:: WHAT THE TASK ASKS ::
Please reproduce verbatim the part of the entries that opens with the line containing "Please mark every bare" and runs through the last of the entries, with both the opening line and the final line included.

• • • •

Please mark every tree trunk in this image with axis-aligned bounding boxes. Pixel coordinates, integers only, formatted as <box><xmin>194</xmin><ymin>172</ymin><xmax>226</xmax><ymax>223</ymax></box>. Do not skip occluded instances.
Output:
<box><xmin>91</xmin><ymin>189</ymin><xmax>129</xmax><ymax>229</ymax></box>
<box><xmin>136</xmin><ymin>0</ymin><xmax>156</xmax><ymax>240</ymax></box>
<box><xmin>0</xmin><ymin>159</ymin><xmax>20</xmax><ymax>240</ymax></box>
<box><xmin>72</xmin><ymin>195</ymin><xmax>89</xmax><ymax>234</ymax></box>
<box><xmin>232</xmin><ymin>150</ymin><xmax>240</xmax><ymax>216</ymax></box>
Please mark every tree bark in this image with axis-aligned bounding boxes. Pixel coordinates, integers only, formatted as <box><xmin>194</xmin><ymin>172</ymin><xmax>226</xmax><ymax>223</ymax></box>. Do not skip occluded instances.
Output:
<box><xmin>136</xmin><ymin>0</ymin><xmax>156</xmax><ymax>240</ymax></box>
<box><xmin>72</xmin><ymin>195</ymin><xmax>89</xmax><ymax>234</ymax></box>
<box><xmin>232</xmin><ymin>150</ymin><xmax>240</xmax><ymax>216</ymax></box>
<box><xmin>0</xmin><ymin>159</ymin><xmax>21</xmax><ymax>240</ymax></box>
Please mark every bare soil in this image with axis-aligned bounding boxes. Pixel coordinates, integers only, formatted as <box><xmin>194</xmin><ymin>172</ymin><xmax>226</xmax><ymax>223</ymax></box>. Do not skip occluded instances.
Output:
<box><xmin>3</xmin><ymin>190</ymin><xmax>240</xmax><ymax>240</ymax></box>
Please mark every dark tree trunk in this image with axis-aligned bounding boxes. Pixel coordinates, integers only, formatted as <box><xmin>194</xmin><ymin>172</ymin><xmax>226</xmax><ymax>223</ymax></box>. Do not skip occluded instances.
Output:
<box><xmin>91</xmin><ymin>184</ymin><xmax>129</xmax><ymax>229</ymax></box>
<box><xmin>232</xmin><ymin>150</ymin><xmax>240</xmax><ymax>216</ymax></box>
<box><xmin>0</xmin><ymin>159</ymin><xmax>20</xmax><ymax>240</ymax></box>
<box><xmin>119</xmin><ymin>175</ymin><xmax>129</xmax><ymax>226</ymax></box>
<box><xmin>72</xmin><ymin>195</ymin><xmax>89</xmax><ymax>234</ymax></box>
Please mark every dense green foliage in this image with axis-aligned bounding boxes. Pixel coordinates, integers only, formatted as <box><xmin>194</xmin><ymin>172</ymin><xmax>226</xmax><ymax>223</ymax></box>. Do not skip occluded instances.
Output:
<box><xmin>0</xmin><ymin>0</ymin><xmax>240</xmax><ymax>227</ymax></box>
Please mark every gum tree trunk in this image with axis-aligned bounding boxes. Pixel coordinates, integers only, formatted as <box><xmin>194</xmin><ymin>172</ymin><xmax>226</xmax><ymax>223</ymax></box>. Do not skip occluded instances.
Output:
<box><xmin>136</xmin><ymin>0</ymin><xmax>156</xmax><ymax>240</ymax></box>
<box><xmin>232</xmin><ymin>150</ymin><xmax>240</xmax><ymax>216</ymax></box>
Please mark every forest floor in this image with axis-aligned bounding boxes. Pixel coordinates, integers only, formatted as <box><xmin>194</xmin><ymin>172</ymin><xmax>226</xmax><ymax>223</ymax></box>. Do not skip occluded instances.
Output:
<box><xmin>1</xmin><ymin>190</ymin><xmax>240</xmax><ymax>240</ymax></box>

• • • •

:: REPLY ::
Please mark every bare soil in this image with axis-aligned bounding boxes. Pixel coordinates, integers only, formatted as <box><xmin>194</xmin><ymin>172</ymin><xmax>226</xmax><ymax>223</ymax></box>. Do not skip occluded instances.
Output:
<box><xmin>3</xmin><ymin>190</ymin><xmax>240</xmax><ymax>240</ymax></box>
Please mark every dark tree trunk in this image with axis-aligned bounding boxes. Pixel coordinates, integers only, formatted as <box><xmin>194</xmin><ymin>172</ymin><xmax>226</xmax><ymax>223</ymax></box>. Do not skip occluded instances.
Output:
<box><xmin>91</xmin><ymin>184</ymin><xmax>129</xmax><ymax>229</ymax></box>
<box><xmin>232</xmin><ymin>150</ymin><xmax>240</xmax><ymax>216</ymax></box>
<box><xmin>0</xmin><ymin>159</ymin><xmax>20</xmax><ymax>240</ymax></box>
<box><xmin>119</xmin><ymin>175</ymin><xmax>129</xmax><ymax>226</ymax></box>
<box><xmin>72</xmin><ymin>195</ymin><xmax>89</xmax><ymax>234</ymax></box>
Please mark every dense green foliage in this image with axis-aligned bounding boxes. Pixel coordinates, integers only, formatted as <box><xmin>194</xmin><ymin>172</ymin><xmax>226</xmax><ymax>223</ymax></box>. Do not skip occluded instances.
Output:
<box><xmin>0</xmin><ymin>0</ymin><xmax>240</xmax><ymax>227</ymax></box>
Please mark every gum tree trunk in this image with axis-aligned bounding boxes. Pixel coordinates, integers only, formatted as <box><xmin>194</xmin><ymin>172</ymin><xmax>226</xmax><ymax>223</ymax></box>. Do not skip occluded instances.
Output:
<box><xmin>136</xmin><ymin>0</ymin><xmax>156</xmax><ymax>240</ymax></box>
<box><xmin>232</xmin><ymin>150</ymin><xmax>240</xmax><ymax>216</ymax></box>
Please mark every forest floor in this image with axis-aligned bounding boxes. Pixel coordinates, integers only, formatted as <box><xmin>194</xmin><ymin>172</ymin><xmax>226</xmax><ymax>223</ymax></box>. Do not skip occluded instances.
Output:
<box><xmin>1</xmin><ymin>190</ymin><xmax>240</xmax><ymax>240</ymax></box>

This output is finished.